▶ _Goal_
Please copy out, unchanged, the material from the line containing "target: gold door handle" through the last line of the material, including both. Leave the pictures out of your copy.

++++ Data supplied ++++

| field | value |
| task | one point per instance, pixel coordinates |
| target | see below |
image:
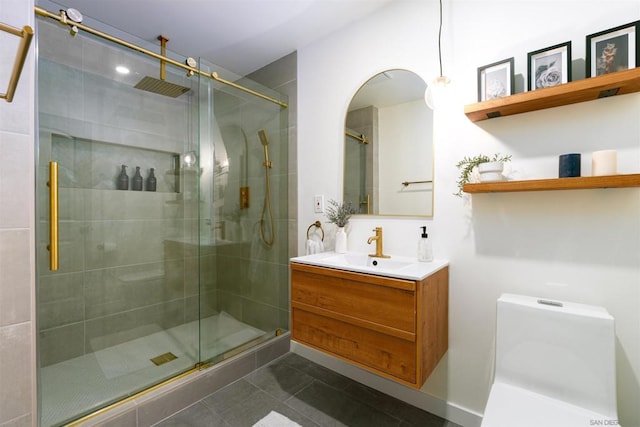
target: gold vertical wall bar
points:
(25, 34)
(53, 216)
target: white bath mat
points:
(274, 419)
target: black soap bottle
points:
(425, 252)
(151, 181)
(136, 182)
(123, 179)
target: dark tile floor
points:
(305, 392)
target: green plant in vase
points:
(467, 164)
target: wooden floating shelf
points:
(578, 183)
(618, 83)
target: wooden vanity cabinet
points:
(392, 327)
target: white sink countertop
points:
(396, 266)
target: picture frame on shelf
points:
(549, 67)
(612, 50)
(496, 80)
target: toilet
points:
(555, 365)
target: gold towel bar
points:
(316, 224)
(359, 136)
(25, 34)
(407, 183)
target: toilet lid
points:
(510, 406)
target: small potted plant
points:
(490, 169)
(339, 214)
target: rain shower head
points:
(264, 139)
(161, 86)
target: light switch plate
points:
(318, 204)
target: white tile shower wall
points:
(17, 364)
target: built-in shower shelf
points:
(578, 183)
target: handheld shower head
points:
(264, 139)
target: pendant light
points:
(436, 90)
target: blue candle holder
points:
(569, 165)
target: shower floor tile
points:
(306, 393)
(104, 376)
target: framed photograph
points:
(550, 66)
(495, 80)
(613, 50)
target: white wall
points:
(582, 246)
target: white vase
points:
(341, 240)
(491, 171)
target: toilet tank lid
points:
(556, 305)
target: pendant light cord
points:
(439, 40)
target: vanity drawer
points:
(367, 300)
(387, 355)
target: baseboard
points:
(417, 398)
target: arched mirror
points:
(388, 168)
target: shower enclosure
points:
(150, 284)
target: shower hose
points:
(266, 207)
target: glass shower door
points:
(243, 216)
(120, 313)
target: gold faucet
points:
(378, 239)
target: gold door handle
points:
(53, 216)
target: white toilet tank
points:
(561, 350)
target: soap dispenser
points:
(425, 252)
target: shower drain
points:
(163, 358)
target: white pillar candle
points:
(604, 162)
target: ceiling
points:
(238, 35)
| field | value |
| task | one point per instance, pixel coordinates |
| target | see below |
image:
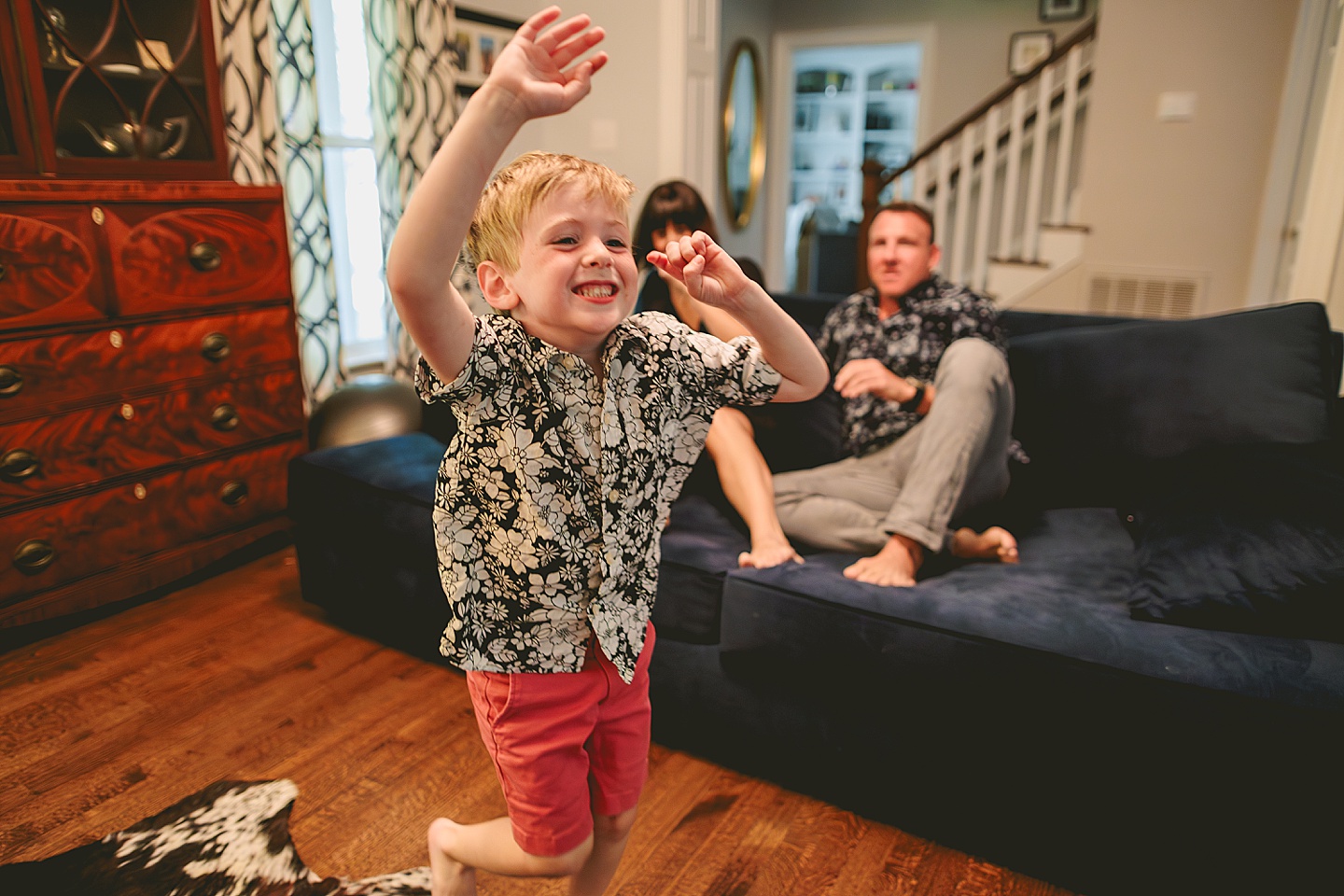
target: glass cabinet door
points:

++++

▶ _Answer to this exercise_
target: gold door handle
points:
(53, 216)
target: white toilet tank
points:
(561, 350)
target: soap dispenser
points:
(425, 252)
target: shower drain
points:
(163, 358)
target: white pillar candle
points:
(604, 162)
target: ceiling
points:
(238, 35)
| field | value |
| task | one point per instance, pixel coordinates |
| target | see below |
image:
target: glass cabinet door
points:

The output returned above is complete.